Task input
▼

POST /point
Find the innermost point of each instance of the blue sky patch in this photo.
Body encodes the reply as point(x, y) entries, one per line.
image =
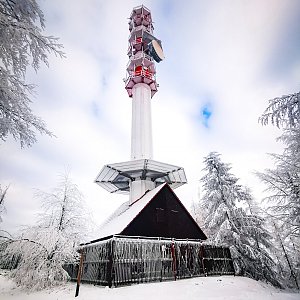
point(206, 112)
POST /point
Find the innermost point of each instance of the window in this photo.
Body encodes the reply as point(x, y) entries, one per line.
point(160, 215)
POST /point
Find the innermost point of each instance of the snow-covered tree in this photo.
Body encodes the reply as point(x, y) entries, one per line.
point(3, 192)
point(22, 45)
point(284, 112)
point(42, 250)
point(283, 182)
point(227, 223)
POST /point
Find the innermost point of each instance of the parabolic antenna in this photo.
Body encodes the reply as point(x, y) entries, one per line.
point(156, 51)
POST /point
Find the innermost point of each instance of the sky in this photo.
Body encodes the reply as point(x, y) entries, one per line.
point(223, 61)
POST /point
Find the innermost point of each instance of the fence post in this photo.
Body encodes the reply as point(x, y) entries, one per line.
point(79, 273)
point(110, 262)
point(174, 259)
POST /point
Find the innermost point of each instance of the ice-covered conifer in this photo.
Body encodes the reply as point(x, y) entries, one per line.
point(227, 223)
point(22, 45)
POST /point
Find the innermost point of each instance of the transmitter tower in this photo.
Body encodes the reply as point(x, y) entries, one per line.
point(141, 174)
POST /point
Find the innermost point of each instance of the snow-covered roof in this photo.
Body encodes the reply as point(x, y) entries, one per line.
point(122, 217)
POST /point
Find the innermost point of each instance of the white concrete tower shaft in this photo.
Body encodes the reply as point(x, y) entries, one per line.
point(141, 129)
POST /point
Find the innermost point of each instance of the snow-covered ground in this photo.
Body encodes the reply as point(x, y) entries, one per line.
point(208, 288)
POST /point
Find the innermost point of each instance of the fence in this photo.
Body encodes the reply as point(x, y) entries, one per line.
point(126, 260)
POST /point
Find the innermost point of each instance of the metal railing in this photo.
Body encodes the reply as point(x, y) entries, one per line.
point(125, 260)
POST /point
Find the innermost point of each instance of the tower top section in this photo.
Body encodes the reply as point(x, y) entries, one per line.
point(143, 49)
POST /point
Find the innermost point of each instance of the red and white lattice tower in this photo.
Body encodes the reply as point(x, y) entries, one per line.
point(142, 173)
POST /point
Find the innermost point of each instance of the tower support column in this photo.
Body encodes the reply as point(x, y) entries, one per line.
point(141, 130)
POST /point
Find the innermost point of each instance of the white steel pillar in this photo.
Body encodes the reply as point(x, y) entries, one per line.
point(141, 130)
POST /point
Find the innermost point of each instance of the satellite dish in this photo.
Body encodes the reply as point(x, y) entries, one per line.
point(156, 51)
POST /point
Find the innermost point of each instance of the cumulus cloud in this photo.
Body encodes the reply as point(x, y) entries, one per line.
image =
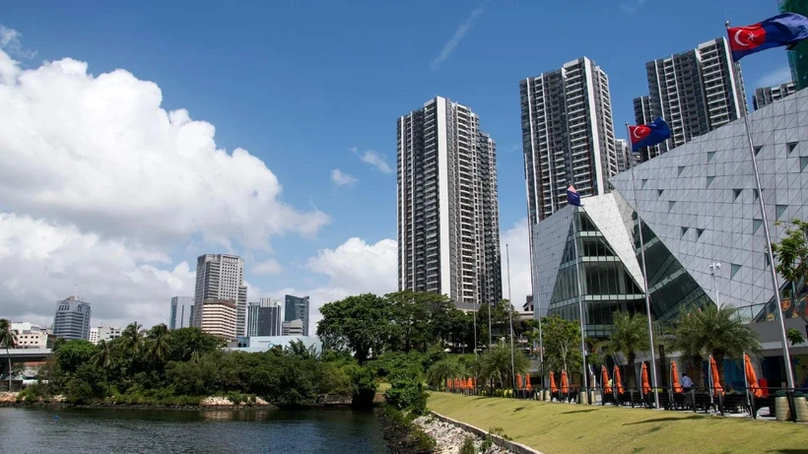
point(517, 237)
point(352, 268)
point(42, 263)
point(270, 266)
point(375, 159)
point(101, 153)
point(458, 36)
point(339, 178)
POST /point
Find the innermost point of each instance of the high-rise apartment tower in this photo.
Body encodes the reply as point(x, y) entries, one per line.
point(448, 213)
point(221, 277)
point(567, 136)
point(695, 91)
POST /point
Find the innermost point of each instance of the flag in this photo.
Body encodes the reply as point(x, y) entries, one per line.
point(783, 30)
point(649, 135)
point(573, 198)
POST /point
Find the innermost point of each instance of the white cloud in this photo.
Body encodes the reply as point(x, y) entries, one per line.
point(100, 153)
point(775, 77)
point(339, 178)
point(376, 160)
point(458, 36)
point(42, 262)
point(269, 266)
point(10, 41)
point(517, 237)
point(352, 268)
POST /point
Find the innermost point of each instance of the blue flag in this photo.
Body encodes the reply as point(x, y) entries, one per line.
point(783, 30)
point(649, 135)
point(573, 198)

▲

Short task
Arrange the data above as a two-column CSV with the header instruction,output and one row for each "POST /point" block. Put the block's text in instruction and its point entries in output, with each field in double quotes, every line break turned into a space, and the pictures left out.

Completed exercise
instruction,output
"POST /point Find the innermost point of each instance of the blue sky patch in this photo. Body encodes the reply as point(x, y) entries, one per line. image =","point(206, 112)"
"POST /point Find the innermost point of each instance of the window in this photo. Body encodes the reply as point(x, y) entries, one per line.","point(160, 215)"
"POST /point Find the innermost point of each instance of the snow-covered tree in this photo. Body encodes the reply as point(x, y) entries, one per line.","point(3, 192) point(22, 45) point(284, 112) point(42, 250) point(283, 182) point(227, 223)"
"POST /point Find the innermost point of each instance of the parabolic antenna in this photo. Body encodes the reply as point(x, y) entries, one per line.","point(156, 51)"
"POST /point Find the innermost point of each instance of the sky in this photo. Body encodes the reply as point(x, y) entries, one per line.","point(223, 61)"
"POST /point Find the innermost point of each instance of the fence post in this photo. Body encodes the reply as point(x, y) entries, one per line.","point(79, 273) point(110, 262) point(174, 259)"
"POST /point Find the innermost point of each instance of the ice-covered conifer in this photo. Body encodes the reply as point(x, y) entries, one per line.","point(227, 223) point(22, 45)"
"POST /point Find the innermost point of each instance of the transmitter tower in this photo. Body encodes the reply as point(x, y) entries, one per line.","point(141, 174)"
"POST /point Find the innermost point of each instance of the snow-covered roof in this photo. Body encodes the reply as point(x, y) entries, one per line.","point(122, 217)"
"POST /point Find the innermost point of each instance of the white concrete tower shaft in this photo. Body encodes the reply as point(x, y) entries, one per line.","point(141, 129)"
"POST /point Find the innermost point of each instance of the snow-covered ground in this photo. Body encodes the reply as point(x, y) entries, one per line.","point(208, 288)"
"POST /point Find the innermost point of each instance of the fence in this photo. Body encodes the reply as point(x, y) entries, one per line.","point(126, 260)"
"POST /point Find the innermost point of each instance of the metal railing in this photo. Body encodes the reply as point(x, y) entries, one per line.","point(125, 260)"
"POST /point Find the innermost point of each instance of the tower top section in this photo. Body encodes the reply as point(x, y) entries, one per line.","point(143, 49)"
"POST /point Find the innermost point of each instance of the red and white lattice tower in this photo. Body encodes the reply as point(x, y) entries, one per line.","point(142, 173)"
"POST /point Find the innermost point of each instance of the tower support column in this photo. Body encodes the reply as point(x, y) entries, one per line.","point(141, 130)"
"POST /point Find the innermost point of each instance of the white steel pillar in this photo. Body encodes the reply as point(x, y) entries, one per line.","point(141, 130)"
"POST /point Find the innermost point of each instance of the satellite dish in this photo. Body encodes the reply as point(x, y) entries, one per line.","point(156, 51)"
"POST /point Find the innermost point of each instance of the cumulus cloud in this photo. Body encodes the reply as point(x, y) entries, one per line. image =","point(517, 237) point(352, 268) point(42, 263) point(270, 266) point(375, 159) point(101, 153) point(458, 36) point(339, 178)"
"POST /point Find the innermost point of each instance of the high-rise apartment tower in this photo. Body encodes the reply as point(x, y) entries, one per line.","point(448, 213) point(221, 277) point(567, 136) point(695, 91)"
"POST /point Find the innermost point of each instance of the flag in this photo. Body encodes the reply as point(x, y) entries, one per line.","point(783, 30) point(649, 135) point(573, 198)"
"POST /point Find the innermost point of each instance of the white cloud in this photo. Body encodes the reply as point(x, y) entries, one per line.","point(100, 153) point(775, 77) point(339, 178) point(376, 160) point(458, 36) point(42, 262) point(269, 266) point(10, 41) point(517, 237) point(352, 268)"
"POST /point Find the innermost point of each instance of the blue flag in this photo. Body encodes the reply as point(x, y) entries, one per line.","point(783, 30) point(649, 135) point(573, 198)"